TASK ITEM | In the records below, take the line containing "Tag the diamond" and reproduce it and every subsequent line exactly, adding nothing.

GIVEN RECORDS |
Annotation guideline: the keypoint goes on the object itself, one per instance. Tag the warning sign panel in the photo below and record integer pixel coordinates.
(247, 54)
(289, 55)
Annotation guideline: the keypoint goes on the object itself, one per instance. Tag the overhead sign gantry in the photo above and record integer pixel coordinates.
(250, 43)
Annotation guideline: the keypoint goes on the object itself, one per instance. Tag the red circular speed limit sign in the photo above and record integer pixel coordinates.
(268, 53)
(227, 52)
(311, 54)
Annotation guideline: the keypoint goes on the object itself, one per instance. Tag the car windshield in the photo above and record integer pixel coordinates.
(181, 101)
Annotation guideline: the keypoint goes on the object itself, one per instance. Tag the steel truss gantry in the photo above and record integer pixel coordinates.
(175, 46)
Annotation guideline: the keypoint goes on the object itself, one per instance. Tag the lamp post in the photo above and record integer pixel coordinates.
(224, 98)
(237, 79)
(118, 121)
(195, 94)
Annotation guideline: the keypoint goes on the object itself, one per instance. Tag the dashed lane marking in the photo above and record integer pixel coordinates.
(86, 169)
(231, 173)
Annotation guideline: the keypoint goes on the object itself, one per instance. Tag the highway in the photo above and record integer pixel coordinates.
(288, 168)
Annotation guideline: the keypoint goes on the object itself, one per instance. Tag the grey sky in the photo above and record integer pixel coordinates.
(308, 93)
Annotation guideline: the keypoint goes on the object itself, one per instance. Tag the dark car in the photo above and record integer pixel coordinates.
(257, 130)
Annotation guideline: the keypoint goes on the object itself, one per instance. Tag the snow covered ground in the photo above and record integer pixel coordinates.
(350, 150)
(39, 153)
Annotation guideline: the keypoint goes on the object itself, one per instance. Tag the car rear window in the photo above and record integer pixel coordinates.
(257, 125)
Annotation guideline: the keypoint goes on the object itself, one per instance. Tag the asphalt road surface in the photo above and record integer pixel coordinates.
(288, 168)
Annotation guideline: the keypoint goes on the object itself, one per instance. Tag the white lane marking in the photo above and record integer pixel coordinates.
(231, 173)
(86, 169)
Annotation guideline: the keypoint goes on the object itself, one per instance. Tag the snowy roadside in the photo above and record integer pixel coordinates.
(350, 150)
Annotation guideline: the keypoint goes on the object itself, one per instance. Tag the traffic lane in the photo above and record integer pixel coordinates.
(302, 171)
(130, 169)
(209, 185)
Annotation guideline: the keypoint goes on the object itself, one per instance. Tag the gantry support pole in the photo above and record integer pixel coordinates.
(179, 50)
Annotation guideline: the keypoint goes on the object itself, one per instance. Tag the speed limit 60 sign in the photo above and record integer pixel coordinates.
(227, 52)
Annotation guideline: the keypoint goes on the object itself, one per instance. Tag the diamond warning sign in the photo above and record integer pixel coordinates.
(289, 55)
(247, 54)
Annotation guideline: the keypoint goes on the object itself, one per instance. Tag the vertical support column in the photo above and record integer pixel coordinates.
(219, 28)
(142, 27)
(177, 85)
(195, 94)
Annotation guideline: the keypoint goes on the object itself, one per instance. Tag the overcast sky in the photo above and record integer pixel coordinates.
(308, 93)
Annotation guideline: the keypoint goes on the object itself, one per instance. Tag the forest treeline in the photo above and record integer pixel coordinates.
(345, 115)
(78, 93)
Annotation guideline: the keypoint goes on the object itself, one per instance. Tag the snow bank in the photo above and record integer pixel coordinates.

WRITTEN SOLUTION |
Annotation guideline: the keypoint goes on the object itself, one per instance. Tag the diamond warning sign in the photo above and record integer pixel coordinates.
(289, 55)
(247, 54)
Annotation guideline: the keypoint goes on the object itself, one per instance. Tag the vertical support column in the photo above and record integer pixel coordinates.
(219, 28)
(142, 27)
(177, 85)
(195, 94)
Annotation guideline: the keypoint goes on the object itself, one per instance. Tag the overcast sky in the photo above and record integer pixel coordinates.
(308, 93)
Annotation guideline: the keypoint goes on the object itself, one per instance. Tag the forest treeline in the photo above and record integer pixel coordinates.
(345, 115)
(78, 93)
Annotation guideline: the keypoint goes on the object itself, one per instance. Tag the snow bank in the photo above and record integer pixel coordinates.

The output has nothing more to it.